Free-text object descriptions:
■ ■ ■ ■
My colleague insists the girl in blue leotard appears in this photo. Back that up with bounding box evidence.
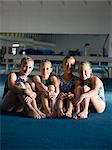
[57,56,77,118]
[1,57,45,119]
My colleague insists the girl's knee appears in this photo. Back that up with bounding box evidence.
[90,96,106,113]
[83,85,90,93]
[97,104,106,113]
[48,85,55,92]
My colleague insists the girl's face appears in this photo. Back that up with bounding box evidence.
[20,61,34,76]
[78,63,91,80]
[39,62,52,79]
[63,58,75,74]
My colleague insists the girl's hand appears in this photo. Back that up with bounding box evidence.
[58,92,66,100]
[49,92,57,101]
[67,92,74,100]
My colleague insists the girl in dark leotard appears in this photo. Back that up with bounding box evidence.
■ ■ ■ ■
WHAT THE TASK REQUIRES: Print, exactly as they appear above, the lines running from the one with "My colleague insists the girl's face" through the final line.

RESPONSE FOR THIS EXERCISE:
My colleague insists the girl's face appears in this photo. Back that up with bounding box evidence.
[20,61,34,76]
[78,63,91,80]
[39,62,52,79]
[63,58,75,74]
My colleague insists the girl's hand appears in this photo. Back that up with bounding box evidence.
[58,92,66,100]
[49,92,57,101]
[67,92,74,100]
My colleague insists the girl in dark leotard appears in this photo. Back that up with bounding box evidence.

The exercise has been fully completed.